◆ TEXT PASSAGE:
^^^^^^^^

These are the key concepts you need to understand to accurately answer the question.

Correlation Coefficient

Understanding the correlation coefficient is crucial in multiple regression analysis. It measures the strength and direction of a linear relationship between two variables. Specifically, in this exercise, we explore the relationship between sale price and size, as well as sale price and land-to-building ratio. The correlation coefficient, often denoted as \( r \), ranges from -1 to 1.

• When \( r = 1 \), it indicates a perfect positive linear relationship.
• When \( r = -1 \), it depicts a perfect negative linear relationship.
• If \( r = 0 \), there is no linear correlation between the variables.

In our context, calculating \( r \) helps determine how well one variable predicts another. By observing this coefficient, a real estate appraiser can infer whether increasing the size or adjusting the land-to-building ratio significantly impacts the sale price. The higher the absolute value of \( r \), the stronger the linear relationship. This conceptually guides which variable might better serve as a predictor in models.

Least-Squares Regression Line

The least-squares regression line is a fundamental tool in predictive modeling. It provides a linear equation that best fits the data points, minimizing the sum of the squared differences (errors) between the observed values and the values predicted by the line. This line is defined by the equation \( y = a + bx \), where:

• \( y \) is the dependent variable (sale price in this case).
• \( x \) is the independent variable, which could be either size or land-to-building ratio.
• \( a \) is the y-intercept, indicating where the line crosses the y-axis.
• \( b \) is the slope of the line, representing the change in \( y \) for a one-unit change in \( x \).

To calculate these parameters, we use:

1. \( b = \frac{n(\Sigma xy) - (\Sigma x)(\Sigma y)}{n\Sigma x^2 - (\Sigma x)^2} \)
2. \( a = \bar{y} - b\bar{x} \)

This equation acts as a predictive tool, allowing real estate professionals to estimate the sale price based on the chosen predictor variable. Implementing this line effectively leverages patterns from historical data to make future predictions.

^^^^^^^^

◆ RECORDED INFORMATION:
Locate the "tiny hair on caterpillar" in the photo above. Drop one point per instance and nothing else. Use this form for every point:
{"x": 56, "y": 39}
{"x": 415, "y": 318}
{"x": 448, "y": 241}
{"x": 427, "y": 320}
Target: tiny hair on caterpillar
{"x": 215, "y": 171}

^^^^^^^^

◆ WHAT TO DO:
(a) Transcribe the text on correlation and regression from "Understanding the correlation" up to and including "from -1 to 1.".
(b) In the text on correlation and regression, what does the slope of the least-squares line represent?

◆ SOLUTIONS BY TASK:
(a)
Understanding the correlation coefficient is crucial in multiple regression analysis. It measures the strength and direction of a linear relationship between two variables. Specifically, in this exercise, we explore the relationship between sale price and size, as well as sale price and land-to-building ratio. The correlation coefficient, often denoted as \( r \), ranges from -1 to 1.

(b) The change in y for a one-unit change in x.